• [Explore the material]:
(A) In the blog post below, which actress played Paulina in the play?
(B) According to the blog post below, what was set up in Trafalgar Square for the NFL fan day? List each one.

The play was great (and if you want to read a great piece on the film/play, check out my friend Orit's article, which you can find at It was starring Thandie Newton in the role of Paulina (you may know her as Libby in the film Run Fatboy Run).  Such fun to see how it played out on the stage instead of on the screen.   The theatre was also quite lovely. I was saddened by all the "no photography" signs in the theatre, but you can see a ton of pictures of the theatre on the Arthur Lloyd website!

Rembrandt at 34
Rembrandt at 63
Well.... after indulging the fan side of me in a matinee performance at the theatre, I thought I would stroll over to the National Gallery, and say hello to a few paintings before heading home. This time, I had fun moving back and forth between two of Rembrandt's self portraits, one of him as a man of 34 , the other of him at 63 (the two paintings are in rooms next door to each other).

Bears vs. Skeleton Pirates

Trafalgar Square Fan Day!
After that, I headed out the front door of the National Gallery, to discover that there were plenty more fans out for the day:  this time time, fans of the NFL. Yes... it was "fan day" in celebration of the upcoming football game between the Bears and the Pirates.

St. Martin's in the Fields
Most of Trafalgar Square was blocked off, and there was a giant inflatable bear set up alongside a pirate ship complete with skelton on the prow.   I will say that they seemed a bit bizarre mixed in with the more traditional view of the four lions and Lord Nelson atop his perch!  There was also a stage set up with live performers, and a large video screen to make sure that everone could get a good view of the musicians.  I guess the square was providing something for everyone:  the sounds of drums pulsing from the square, with St. Martin's providing a different kind of music off to the left!  :-)

Sunday, October 16, 2011

Sunday Rugby

So... another Sunday, another day of Rugby at our local Finchley RFC (Rugby Football Club). I have to say, the Rugby group here are amazingly well organized and set up.  Like at home in Victoria, it is primarily volunteer run, but on a scale of magnitude that is quite something!  I can't get over how many kids are playing, and how many coaches and volunteers are deployed to make the events run like clockwork.

Covered stands!
Of course, there is great infrastructure too (and you can see more photos of the fields on Rabbler's 'Grounds for Concern blog here.)  There are upper and lower fields, and they are just packed with kids and teams playing.  The upper field has covered stands (which is going to make me a happy rugby mom come the rainy season), and the lower fields are big enough to accommodate at least 6 or 7 teams practicing at the same time.

The Clubhouse

Best of all, there is a clubhouse!  or... as steve would say, "a licenced clubhouse!"  The set up is lovely.  There is a kitchen there, and  people working it, so kids can get cheap hot food after the meal (or even free food if there has been a game with kids coming from away), and hang out in the clubhouse with friends and family, watching soccer or rugby on the big screen, or sitting around playing/talking. And, it is dog friendly.  Not only do people bring their dogs to the fields, but the dogs are allowed in the clubhouse.  All in all, the perfect setup to ensure a pleasant couple of hours as a family!

Steve had Alex signed up to play long before we arrived in London (and indeed, chose our location in part based on proximity to the rugby fields), but Duncan somehow managed to weasel his way out of playing (he did not want to get tackled, a feeling I can relate to).  Well... after several weeks of us watching the younger kids play, we finally put our foot (cleats?) down, and, over his most strenuous protests, signed Duncan up for the under 11 rugby group.  So... sundays now involve the entire family hanging out at the Rugby Grounds.

• [Excerpted records]:

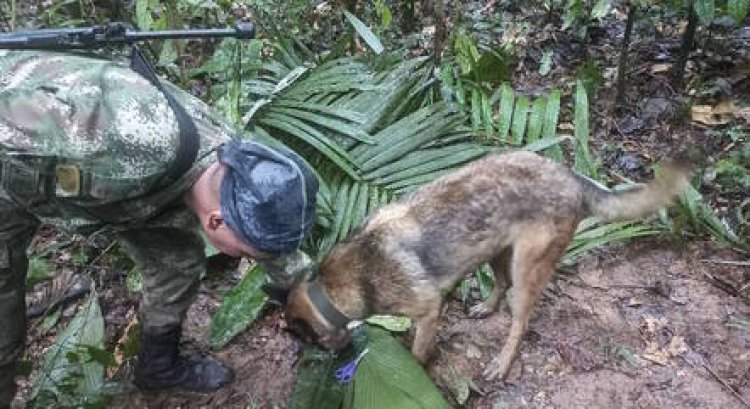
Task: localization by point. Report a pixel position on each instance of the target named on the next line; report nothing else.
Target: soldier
(89, 143)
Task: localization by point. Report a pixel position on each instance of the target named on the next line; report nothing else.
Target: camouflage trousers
(170, 259)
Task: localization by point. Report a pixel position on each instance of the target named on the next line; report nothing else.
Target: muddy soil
(634, 326)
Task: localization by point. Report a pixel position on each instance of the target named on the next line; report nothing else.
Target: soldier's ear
(277, 295)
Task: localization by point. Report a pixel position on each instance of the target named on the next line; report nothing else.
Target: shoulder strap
(189, 140)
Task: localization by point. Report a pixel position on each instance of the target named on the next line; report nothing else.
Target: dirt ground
(634, 326)
(642, 325)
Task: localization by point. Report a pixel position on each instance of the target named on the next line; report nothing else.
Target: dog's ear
(277, 295)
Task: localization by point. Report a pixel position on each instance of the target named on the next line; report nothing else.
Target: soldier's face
(226, 241)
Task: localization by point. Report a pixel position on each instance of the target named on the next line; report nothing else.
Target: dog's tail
(635, 203)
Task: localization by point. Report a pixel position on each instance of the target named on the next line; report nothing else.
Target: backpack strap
(189, 140)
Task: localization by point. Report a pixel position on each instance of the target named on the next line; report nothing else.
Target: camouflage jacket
(107, 121)
(115, 127)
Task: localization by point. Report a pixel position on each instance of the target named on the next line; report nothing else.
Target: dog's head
(306, 320)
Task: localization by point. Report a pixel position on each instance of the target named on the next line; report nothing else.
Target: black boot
(7, 385)
(160, 366)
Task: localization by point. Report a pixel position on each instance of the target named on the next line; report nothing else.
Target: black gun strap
(189, 140)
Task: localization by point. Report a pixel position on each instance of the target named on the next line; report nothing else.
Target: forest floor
(648, 324)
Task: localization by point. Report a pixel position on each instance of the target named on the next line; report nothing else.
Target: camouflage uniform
(118, 130)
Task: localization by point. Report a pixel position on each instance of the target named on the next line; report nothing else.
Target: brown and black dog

• [Results of the tasks]:
(A) Thandie Newton

(B)
- A giant inflatable bear
- A pirate ship with a skeleton on the prow
- A stage with live performers
- A large video screen